- _Collection entries_:
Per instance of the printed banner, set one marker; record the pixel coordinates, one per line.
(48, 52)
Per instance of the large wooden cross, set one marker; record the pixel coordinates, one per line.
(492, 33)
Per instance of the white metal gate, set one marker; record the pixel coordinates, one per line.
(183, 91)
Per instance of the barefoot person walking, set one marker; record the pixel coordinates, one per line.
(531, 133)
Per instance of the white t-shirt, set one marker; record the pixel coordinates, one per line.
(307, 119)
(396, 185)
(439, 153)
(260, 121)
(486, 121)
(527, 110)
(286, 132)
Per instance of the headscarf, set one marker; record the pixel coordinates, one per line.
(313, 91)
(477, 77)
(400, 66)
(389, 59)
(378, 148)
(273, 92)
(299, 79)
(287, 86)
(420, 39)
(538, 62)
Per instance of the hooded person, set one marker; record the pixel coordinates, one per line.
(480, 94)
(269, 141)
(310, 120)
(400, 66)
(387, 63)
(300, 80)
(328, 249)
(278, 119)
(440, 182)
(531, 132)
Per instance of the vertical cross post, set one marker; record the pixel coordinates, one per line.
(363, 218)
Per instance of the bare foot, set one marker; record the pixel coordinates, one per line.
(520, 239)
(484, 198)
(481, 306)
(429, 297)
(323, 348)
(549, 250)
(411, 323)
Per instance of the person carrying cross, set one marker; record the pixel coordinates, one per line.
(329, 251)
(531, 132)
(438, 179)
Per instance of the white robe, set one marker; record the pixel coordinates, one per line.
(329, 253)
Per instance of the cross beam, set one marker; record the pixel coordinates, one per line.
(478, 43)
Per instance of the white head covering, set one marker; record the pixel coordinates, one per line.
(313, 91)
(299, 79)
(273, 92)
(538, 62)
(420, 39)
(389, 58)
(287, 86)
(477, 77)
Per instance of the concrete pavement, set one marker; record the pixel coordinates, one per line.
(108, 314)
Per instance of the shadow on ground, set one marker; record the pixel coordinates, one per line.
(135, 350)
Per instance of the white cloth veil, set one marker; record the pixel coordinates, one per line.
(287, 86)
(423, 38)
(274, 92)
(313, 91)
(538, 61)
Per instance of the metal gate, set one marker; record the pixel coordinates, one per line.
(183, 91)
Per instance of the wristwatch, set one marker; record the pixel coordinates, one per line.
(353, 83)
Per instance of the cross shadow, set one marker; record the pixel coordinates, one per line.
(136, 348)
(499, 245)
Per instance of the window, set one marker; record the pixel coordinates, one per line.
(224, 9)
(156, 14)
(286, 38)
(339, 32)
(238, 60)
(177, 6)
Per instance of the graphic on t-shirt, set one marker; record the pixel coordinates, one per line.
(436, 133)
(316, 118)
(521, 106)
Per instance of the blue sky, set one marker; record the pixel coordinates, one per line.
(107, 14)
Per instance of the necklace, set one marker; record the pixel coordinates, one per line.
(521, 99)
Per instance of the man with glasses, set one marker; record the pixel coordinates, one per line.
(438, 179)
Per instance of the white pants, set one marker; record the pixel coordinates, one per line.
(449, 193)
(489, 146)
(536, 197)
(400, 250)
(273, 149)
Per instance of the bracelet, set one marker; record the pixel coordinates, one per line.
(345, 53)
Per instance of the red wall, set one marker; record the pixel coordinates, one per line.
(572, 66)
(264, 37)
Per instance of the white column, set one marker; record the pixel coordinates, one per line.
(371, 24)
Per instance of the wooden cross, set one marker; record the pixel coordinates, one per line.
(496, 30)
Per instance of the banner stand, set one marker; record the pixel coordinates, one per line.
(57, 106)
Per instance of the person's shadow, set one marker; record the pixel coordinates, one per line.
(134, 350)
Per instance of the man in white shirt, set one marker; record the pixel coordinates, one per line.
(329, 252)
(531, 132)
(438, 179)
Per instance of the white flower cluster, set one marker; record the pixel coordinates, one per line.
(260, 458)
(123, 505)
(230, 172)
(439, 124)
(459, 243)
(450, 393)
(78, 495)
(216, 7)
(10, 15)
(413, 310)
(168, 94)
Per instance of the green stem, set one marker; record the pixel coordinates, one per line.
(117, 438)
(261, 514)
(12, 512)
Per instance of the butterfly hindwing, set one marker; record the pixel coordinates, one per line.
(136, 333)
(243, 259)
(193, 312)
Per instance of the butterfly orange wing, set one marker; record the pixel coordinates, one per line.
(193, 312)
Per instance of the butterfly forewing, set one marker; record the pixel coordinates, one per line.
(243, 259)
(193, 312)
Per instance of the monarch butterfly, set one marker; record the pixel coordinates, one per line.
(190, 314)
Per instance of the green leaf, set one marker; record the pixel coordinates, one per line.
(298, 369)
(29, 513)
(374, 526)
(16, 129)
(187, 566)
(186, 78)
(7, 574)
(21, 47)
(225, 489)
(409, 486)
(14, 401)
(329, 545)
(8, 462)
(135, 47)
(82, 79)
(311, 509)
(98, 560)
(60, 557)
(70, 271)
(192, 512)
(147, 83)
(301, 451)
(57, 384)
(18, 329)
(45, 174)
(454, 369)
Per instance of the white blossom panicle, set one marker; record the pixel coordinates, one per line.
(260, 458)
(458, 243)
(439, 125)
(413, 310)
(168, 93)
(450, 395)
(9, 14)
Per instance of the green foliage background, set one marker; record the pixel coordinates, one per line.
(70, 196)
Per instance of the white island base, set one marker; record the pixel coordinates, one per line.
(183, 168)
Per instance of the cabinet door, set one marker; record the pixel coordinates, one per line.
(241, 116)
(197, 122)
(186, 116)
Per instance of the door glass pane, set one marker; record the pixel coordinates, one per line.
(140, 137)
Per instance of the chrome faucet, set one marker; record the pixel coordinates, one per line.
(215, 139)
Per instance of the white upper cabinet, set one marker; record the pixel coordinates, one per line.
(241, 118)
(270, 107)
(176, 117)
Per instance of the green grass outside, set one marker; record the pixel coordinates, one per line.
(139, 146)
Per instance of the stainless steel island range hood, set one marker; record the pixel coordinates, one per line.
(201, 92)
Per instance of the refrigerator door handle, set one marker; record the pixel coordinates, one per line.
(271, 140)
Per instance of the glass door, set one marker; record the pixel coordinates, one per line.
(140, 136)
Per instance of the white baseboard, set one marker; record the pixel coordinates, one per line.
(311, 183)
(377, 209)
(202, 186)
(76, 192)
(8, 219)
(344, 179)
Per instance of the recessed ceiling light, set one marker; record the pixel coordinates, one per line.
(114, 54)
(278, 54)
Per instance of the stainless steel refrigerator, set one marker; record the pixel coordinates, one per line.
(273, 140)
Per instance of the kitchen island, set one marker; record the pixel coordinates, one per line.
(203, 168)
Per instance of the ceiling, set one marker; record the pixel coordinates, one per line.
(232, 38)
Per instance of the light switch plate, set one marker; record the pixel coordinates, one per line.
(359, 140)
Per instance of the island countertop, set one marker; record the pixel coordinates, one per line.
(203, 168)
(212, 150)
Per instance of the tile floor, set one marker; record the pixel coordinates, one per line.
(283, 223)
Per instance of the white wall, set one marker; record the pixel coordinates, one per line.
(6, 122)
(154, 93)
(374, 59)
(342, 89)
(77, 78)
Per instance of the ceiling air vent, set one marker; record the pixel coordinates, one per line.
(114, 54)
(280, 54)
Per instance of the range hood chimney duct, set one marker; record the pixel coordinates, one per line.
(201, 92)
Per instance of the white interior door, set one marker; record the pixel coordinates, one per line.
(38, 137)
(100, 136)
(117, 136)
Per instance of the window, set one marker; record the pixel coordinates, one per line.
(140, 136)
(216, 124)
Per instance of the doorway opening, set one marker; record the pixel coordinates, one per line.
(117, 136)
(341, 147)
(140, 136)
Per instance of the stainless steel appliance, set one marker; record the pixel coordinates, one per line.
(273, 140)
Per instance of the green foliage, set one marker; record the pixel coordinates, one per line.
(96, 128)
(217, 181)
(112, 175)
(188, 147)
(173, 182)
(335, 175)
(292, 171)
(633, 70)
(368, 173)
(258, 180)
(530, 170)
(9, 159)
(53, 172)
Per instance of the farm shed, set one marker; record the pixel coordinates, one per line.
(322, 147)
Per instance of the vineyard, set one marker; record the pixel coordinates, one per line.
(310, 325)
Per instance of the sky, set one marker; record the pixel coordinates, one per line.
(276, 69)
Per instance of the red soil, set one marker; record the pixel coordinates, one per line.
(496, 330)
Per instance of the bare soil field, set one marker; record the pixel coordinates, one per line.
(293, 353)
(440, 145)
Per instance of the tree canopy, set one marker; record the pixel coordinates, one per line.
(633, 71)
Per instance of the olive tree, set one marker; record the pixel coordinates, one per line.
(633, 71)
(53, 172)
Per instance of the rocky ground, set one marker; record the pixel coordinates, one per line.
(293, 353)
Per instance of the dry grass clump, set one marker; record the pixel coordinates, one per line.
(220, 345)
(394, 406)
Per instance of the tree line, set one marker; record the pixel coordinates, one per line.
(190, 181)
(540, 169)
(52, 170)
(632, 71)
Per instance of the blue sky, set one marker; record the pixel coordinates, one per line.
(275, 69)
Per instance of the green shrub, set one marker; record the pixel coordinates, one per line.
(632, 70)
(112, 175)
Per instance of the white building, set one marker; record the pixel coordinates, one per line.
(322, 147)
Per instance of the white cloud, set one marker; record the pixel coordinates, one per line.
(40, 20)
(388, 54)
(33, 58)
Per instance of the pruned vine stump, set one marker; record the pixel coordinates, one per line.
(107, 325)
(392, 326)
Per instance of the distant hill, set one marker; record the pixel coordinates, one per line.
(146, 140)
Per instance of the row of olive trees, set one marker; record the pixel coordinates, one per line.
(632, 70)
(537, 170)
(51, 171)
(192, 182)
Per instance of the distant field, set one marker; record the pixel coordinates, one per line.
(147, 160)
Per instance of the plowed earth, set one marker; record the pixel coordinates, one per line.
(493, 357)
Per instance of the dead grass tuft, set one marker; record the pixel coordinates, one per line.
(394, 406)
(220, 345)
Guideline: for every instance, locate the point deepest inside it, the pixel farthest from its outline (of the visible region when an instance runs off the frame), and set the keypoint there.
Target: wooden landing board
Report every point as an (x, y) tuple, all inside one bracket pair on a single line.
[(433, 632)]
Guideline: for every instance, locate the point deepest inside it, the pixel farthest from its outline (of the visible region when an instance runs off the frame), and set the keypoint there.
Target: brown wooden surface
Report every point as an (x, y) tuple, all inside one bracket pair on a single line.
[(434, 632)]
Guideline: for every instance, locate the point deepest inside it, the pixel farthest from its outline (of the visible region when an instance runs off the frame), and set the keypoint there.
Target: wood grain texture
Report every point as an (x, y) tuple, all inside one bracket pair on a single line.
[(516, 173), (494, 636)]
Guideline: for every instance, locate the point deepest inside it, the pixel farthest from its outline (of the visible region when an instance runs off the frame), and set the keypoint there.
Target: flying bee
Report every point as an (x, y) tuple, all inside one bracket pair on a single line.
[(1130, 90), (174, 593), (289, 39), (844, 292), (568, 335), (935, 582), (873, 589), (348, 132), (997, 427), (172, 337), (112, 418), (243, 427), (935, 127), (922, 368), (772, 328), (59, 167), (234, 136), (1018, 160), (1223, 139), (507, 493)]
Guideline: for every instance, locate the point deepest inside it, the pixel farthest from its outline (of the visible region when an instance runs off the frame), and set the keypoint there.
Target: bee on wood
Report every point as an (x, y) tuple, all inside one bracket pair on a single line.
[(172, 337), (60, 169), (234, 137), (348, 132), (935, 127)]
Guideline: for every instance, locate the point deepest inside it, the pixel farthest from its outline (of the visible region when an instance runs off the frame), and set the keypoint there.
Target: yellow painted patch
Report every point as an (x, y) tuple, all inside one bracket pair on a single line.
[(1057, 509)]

- _What is asked_:
Please report every line above that contains the word "wooden", copying each one in full. Case counts.

- _Result of this exercise_:
Per instance of the large wooden cross, set one marker; record the pixel coordinates, one per line.
Per instance of the wooden cross, set one marker; record the pixel coordinates, one per line.
Target: wooden landing board
Target: brown wooden surface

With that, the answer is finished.